Problem set:
1. Which words of the concierge article, from "How to Become" to "rarely left bored.", can you copy out word for word?
2. Do these statements agree with the concierge article? Answer yes or no for each and quote the words that decide it.
(a) Concierges are typically found in smaller hotels of every kind.
(b) Ordering flowers is among the tasks a concierge may help with.
(c) A concierge is rarely bored as long as the hotel has guests.

Exercise passage:
+++++

How to Become a Concierge
Working as a hotel concierge can be an interesting and highly rewarding job. The people you meet and the memories you make can last you a lifetime. In an ever-changing and nearly always interesting environment such as a hotel, a concierge should be prepared to welcome a variety of people in all kinds of moods and of just about every type of personality. One of the best parts of being a concierge is that as long as there are guests at the hotel, you’re rarely left bored.
You won’t typically find a concierge in smaller hotels unless you are staying at boutique or upscale resort style properties. The duties a concierge may undertake on a daily basis can run the gambit when it comes to fulfilling guest requests. From assisting with directions to and from the hotel or local landmarks, to helping make reservations, or ordering flowers, the concierge is the ‘go to’ person in the hotel when it comes to special requests and guest assistance.

+++++

Records:
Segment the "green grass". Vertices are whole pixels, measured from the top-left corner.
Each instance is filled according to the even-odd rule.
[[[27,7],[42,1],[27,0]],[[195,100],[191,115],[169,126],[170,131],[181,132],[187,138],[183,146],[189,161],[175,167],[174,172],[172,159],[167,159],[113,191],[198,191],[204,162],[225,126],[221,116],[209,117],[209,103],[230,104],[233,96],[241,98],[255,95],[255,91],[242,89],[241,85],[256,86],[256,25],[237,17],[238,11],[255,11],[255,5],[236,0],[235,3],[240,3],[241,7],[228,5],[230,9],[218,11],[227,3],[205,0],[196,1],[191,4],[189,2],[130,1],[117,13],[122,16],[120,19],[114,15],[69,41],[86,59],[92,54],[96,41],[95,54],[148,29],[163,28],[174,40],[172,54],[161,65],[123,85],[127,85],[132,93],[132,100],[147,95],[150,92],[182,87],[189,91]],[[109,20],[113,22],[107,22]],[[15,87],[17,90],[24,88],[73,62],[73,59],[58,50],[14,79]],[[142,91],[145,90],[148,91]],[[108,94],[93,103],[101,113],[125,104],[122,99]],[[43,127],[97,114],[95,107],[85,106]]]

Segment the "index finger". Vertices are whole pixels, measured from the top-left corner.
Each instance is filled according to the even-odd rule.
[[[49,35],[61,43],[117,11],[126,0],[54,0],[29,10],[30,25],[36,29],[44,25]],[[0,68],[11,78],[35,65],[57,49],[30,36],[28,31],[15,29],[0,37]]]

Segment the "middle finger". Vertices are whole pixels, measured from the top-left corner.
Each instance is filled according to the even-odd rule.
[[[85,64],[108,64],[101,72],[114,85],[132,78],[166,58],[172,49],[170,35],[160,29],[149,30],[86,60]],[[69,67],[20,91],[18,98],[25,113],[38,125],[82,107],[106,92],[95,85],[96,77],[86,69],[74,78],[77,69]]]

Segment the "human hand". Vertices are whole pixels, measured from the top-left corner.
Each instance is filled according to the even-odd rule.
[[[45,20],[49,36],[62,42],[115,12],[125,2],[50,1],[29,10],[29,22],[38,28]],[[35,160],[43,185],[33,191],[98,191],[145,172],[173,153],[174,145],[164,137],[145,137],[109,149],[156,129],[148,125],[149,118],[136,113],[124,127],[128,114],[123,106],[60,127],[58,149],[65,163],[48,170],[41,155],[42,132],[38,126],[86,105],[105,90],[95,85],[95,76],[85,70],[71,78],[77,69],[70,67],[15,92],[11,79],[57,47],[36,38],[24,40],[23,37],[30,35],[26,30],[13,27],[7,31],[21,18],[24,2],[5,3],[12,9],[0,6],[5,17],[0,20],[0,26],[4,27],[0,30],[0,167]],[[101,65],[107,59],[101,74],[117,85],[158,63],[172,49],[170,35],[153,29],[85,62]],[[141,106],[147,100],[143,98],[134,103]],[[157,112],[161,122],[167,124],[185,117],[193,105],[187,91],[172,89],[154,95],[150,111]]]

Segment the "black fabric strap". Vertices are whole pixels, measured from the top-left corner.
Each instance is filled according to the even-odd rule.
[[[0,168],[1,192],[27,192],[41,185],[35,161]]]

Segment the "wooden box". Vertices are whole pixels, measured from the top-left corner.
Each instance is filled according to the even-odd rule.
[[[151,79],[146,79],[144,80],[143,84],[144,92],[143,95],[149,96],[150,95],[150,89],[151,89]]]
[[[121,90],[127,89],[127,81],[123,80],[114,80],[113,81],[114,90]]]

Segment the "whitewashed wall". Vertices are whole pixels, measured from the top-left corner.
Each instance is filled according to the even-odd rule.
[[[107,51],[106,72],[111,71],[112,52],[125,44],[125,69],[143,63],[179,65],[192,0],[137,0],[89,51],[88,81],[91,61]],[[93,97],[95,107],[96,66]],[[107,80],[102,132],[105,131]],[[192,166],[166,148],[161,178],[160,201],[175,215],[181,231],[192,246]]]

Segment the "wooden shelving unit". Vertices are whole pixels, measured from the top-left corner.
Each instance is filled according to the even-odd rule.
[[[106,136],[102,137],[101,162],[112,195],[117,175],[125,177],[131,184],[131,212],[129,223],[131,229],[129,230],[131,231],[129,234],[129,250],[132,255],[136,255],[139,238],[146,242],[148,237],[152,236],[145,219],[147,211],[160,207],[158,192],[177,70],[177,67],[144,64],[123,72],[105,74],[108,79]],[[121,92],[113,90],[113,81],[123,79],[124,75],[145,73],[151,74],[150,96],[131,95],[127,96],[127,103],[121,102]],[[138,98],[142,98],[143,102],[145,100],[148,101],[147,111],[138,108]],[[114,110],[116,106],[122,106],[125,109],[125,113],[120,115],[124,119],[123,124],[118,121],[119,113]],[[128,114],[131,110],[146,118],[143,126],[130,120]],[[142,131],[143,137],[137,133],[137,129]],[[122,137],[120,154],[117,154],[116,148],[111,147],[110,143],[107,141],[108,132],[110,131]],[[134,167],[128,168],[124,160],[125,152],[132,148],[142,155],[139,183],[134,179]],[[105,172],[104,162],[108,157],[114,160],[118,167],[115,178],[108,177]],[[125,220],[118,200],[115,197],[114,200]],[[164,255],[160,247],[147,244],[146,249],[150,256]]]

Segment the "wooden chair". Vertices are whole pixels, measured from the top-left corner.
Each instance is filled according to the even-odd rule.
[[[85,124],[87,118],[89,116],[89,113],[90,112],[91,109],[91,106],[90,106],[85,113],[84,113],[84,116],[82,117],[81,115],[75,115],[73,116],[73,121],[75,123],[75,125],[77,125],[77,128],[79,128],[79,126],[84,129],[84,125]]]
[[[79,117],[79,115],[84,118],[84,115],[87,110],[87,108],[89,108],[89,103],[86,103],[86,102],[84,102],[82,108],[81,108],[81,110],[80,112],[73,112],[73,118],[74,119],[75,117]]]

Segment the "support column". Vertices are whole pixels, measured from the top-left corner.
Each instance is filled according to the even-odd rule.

+++++

Responses for each task:
1.
How to Become a Concierge
Working as a hotel concierge can be an interesting and highly rewarding job. The people you meet and the memories you make can last you a lifetime. In an ever-changing and nearly always interesting environment such as a hotel, a concierge should be prepared to welcome a variety of people in all kinds of moods and of just about every type of personality. One of the best parts of being a concierge is that as long as there are guests at the hotel, you’re rarely left bored.

2.
(a) No: "You won’t typically find a concierge in smaller hotels unless you are staying at boutique or upscale resort style properties."
(b) Yes: "or ordering flowers"
(c) Yes: "as long as there are guests at the hotel, you’re rarely left bored."